# Görevler ve Alıştırmalar
A: Kaynak metne göre kadının hiç beklemediği soru hangisidir?
B: Lütfen kaynak metnin "Erkek sorar kadına" ifadesinden "diye sorar kendine." ifadesine kadar olan bölümünü birebir kopyalayın.

# Kaynak Metin
━━━━━━━━━━

Erkek sorar kadına : Öncelikle özür dilerim, özel bir soru olacak. Hayatınızda biri var mı?
Kadın : Hayır…
Erkek : Gönül kapınız kilitli mi ?
Kadın : Hayır, bilakis hayata inat açık. Lakin her zili çalan da giremez içeri.
Erkek tekrar yeni bir soru yöneltir : Karşındaki erkekten ne beklersin ?
Bu kadının hiç beklemediği bir sorudur. Aslında bunu daha önce hiç düşünmemiştir.Bu kez düşünür.
Ne beklerim diye sorar kendine.
‚‘Sanırım beni ben olarak saymalı, sevmeli‘‘ diye yanıt verir. Eli aşda gözü oynaşta olmamalı. Yüreginde önce saygı, mertlik, sadakat, sevgi, şevkat olmalı. Gözleri sadece beni görmeli. Her daim tebessümlü olmalı yüzü, öfkeli bile olsa. Dudaklarından öfke, hakaret, fırtınalı sözler dökülmemeli. Benim kadın olduğumu sadece özel anlarımızı yaşadığımız odalarda aklına getirmemeli. Diğer zamanlarda da düşünmeli. Kendine bakmalı, şık degil temiz giyinmeli. Bedenini de ruhu gibi temizlemeli. Tutarsa ellerimi sımsıkı tutmalı, ihanet kelimesini hayatımıza sokmamalı. Çimenlerin arasından bir papatya sunmalı.

━━━━━━━━━━

Veri kümesi kayıtları
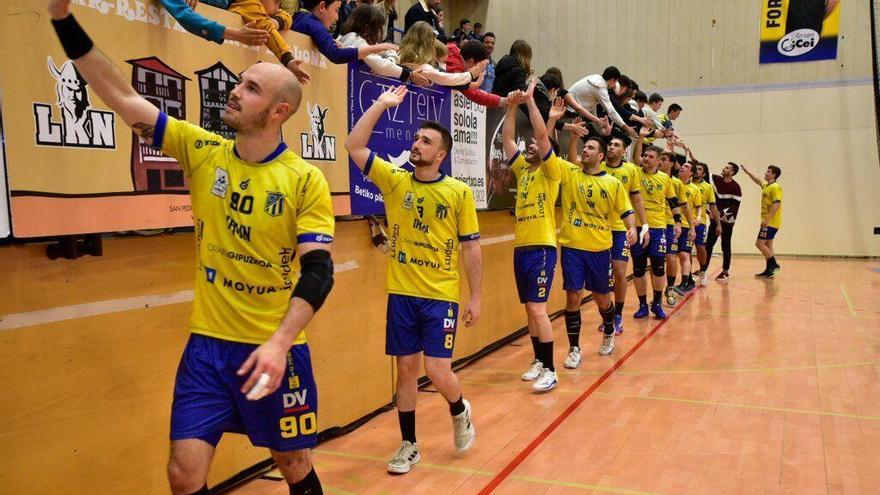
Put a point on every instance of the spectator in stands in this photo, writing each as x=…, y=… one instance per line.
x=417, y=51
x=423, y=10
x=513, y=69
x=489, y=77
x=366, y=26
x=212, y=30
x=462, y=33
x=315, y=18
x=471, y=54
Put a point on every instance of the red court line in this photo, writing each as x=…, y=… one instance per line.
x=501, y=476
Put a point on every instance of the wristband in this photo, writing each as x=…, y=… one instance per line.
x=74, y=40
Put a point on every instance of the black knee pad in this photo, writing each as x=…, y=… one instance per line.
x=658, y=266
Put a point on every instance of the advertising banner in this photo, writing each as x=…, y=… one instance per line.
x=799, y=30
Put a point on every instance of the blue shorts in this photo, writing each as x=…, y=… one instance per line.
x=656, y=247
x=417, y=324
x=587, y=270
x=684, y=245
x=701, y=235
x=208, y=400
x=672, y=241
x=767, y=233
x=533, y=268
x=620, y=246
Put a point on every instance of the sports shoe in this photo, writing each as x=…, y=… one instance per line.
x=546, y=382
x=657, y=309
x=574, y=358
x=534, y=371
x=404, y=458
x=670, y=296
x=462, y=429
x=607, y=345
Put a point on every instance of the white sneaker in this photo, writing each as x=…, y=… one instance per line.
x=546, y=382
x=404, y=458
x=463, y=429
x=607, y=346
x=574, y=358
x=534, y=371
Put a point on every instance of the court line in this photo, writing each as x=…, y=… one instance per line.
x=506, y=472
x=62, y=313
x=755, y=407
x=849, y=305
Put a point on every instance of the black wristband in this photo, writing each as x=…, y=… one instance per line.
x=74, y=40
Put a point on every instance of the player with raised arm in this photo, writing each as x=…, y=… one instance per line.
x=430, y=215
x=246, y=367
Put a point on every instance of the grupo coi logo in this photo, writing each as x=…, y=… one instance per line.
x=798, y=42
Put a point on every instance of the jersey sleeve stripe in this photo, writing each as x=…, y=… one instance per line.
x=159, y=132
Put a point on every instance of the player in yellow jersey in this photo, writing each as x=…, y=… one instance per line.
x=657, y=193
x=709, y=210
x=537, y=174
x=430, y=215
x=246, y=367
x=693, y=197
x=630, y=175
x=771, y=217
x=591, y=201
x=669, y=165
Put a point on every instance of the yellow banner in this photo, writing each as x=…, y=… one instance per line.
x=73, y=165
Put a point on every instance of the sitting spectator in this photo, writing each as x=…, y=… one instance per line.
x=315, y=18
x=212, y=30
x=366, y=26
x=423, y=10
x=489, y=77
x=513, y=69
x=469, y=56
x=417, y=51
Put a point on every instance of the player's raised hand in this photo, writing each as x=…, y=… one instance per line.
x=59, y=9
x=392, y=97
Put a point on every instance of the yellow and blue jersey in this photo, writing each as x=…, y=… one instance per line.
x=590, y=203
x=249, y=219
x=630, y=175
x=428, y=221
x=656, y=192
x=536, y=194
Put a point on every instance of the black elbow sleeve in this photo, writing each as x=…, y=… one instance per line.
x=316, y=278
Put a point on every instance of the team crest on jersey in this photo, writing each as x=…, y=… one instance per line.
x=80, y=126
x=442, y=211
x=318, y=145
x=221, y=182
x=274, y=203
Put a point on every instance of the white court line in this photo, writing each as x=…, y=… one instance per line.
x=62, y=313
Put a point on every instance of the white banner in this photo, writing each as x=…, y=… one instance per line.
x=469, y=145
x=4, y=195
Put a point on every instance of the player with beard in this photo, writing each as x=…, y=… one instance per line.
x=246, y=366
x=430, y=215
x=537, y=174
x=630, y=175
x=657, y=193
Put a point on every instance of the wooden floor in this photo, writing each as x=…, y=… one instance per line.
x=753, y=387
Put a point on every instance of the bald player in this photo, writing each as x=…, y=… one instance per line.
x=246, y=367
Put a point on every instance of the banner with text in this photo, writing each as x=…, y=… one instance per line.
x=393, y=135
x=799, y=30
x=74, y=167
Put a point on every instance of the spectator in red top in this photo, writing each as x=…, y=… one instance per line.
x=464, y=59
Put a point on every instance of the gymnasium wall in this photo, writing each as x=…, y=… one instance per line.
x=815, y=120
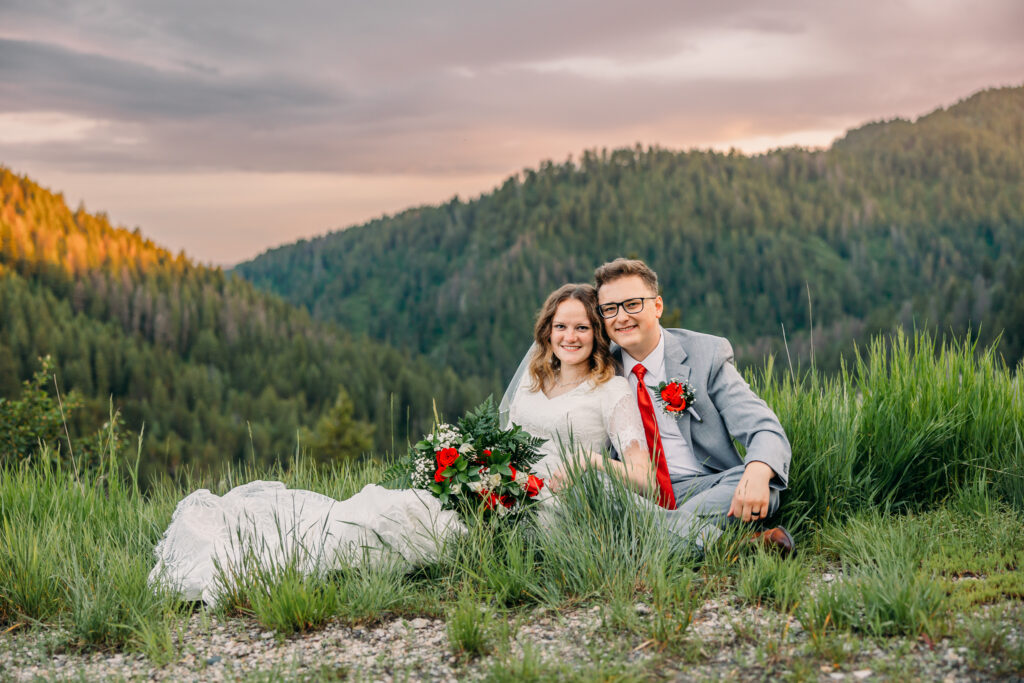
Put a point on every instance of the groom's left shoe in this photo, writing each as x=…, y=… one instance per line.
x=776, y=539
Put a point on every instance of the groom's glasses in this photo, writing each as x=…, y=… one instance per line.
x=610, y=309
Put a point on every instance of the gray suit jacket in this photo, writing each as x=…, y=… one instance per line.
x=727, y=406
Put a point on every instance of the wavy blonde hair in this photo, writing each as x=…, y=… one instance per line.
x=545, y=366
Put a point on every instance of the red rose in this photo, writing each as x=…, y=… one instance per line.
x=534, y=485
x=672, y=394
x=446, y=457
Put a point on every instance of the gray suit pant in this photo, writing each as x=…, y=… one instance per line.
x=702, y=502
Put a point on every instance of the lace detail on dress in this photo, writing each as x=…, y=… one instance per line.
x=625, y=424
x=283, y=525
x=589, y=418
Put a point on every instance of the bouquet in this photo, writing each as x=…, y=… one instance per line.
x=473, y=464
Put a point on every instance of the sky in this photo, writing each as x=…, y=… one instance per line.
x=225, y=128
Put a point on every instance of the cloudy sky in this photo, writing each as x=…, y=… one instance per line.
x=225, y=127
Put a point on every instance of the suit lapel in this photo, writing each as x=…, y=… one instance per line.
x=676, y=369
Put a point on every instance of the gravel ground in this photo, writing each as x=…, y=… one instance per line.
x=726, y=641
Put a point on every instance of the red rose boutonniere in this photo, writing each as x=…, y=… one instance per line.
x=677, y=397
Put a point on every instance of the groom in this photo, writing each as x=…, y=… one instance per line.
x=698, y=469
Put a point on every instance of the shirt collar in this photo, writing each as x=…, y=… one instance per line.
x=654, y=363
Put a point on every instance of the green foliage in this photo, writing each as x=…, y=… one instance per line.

━━━━━━━━━━

# Çıktılar
A: Karşındaki erkekten ne beklersin?

B:
Erkek sorar kadına : Öncelikle özür dilerim, özel bir soru olacak. Hayatınızda biri var mı?
Kadın : Hayır…
Erkek : Gönül kapınız kilitli mi ?
Kadın : Hayır, bilakis hayata inat açık. Lakin her zili çalan da giremez içeri.
Erkek tekrar yeni bir soru yöneltir : Karşındaki erkekten ne beklersin ?
Bu kadının hiç beklemediği bir sorudur. Aslında bunu daha önce hiç düşünmemiştir.Bu kez düşünür.
Ne beklerim diye sorar kendine.